▶ **What you will do**: Add 79 to every bounding-box coordinate in the answers, and write out everything from the row containing "Segment gray t-shirt from the image above." down through the last row, with the requests kept as they are.

▶ **Supplied material**:
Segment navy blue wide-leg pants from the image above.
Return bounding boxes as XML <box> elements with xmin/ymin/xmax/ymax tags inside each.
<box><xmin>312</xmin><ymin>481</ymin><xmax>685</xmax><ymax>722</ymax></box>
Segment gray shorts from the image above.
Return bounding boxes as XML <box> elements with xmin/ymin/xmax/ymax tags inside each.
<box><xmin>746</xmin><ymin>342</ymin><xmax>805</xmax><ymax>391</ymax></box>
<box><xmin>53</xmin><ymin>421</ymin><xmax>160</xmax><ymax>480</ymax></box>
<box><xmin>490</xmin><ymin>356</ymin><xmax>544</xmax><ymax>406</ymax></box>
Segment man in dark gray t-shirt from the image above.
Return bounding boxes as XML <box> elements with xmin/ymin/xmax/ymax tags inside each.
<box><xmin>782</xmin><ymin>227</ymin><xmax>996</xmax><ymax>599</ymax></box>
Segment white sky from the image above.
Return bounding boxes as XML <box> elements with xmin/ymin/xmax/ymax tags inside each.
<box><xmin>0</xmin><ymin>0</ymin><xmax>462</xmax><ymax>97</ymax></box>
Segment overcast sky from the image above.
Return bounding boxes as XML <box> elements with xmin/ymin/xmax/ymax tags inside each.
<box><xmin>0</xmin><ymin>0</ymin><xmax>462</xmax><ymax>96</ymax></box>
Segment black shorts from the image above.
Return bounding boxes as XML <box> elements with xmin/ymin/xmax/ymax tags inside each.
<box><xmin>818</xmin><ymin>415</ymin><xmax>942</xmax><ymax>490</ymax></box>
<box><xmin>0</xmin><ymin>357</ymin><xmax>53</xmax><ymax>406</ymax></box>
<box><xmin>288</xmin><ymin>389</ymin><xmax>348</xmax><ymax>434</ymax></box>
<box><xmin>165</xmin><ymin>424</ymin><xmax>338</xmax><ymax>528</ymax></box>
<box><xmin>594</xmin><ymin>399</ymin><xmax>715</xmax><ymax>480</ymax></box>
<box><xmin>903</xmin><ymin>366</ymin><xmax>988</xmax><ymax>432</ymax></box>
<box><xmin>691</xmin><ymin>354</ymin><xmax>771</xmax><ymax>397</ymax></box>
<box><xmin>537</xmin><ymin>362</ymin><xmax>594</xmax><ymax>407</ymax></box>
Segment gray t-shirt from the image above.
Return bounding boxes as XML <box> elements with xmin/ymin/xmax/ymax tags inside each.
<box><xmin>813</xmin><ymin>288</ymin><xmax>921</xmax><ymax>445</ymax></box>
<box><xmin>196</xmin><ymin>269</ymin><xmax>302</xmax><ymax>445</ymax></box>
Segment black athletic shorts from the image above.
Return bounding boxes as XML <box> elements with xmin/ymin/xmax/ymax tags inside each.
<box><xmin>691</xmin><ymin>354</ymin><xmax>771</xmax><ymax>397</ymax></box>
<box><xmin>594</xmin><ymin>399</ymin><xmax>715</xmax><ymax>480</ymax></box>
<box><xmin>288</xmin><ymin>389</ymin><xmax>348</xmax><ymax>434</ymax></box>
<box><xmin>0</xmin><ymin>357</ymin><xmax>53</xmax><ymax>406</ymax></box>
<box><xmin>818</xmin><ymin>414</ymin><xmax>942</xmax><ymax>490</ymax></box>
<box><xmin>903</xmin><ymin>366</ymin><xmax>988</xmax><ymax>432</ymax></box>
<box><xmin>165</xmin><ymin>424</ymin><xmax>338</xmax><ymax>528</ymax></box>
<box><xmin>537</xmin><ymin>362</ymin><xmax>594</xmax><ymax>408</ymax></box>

▶ **Solution to this task**:
Segment gray t-shirt from the image above.
Return bounding boxes as XML <box> elements with xmin/ymin/xmax/ymax tags inside each.
<box><xmin>892</xmin><ymin>367</ymin><xmax>1000</xmax><ymax>524</ymax></box>
<box><xmin>275</xmin><ymin>348</ymin><xmax>381</xmax><ymax>524</ymax></box>
Segment black athletic shorts from the image above.
Return bounding boxes as XML <box> elements with xmin/ymin/xmax/ymax tags inside each.
<box><xmin>770</xmin><ymin>433</ymin><xmax>850</xmax><ymax>476</ymax></box>
<box><xmin>673</xmin><ymin>478</ymin><xmax>794</xmax><ymax>559</ymax></box>
<box><xmin>367</xmin><ymin>468</ymin><xmax>427</xmax><ymax>513</ymax></box>
<box><xmin>79</xmin><ymin>436</ymin><xmax>132</xmax><ymax>485</ymax></box>
<box><xmin>897</xmin><ymin>493</ymin><xmax>1021</xmax><ymax>569</ymax></box>
<box><xmin>982</xmin><ymin>445</ymin><xmax>1067</xmax><ymax>511</ymax></box>
<box><xmin>244</xmin><ymin>503</ymin><xmax>417</xmax><ymax>607</ymax></box>
<box><xmin>616</xmin><ymin>441</ymin><xmax>673</xmax><ymax>487</ymax></box>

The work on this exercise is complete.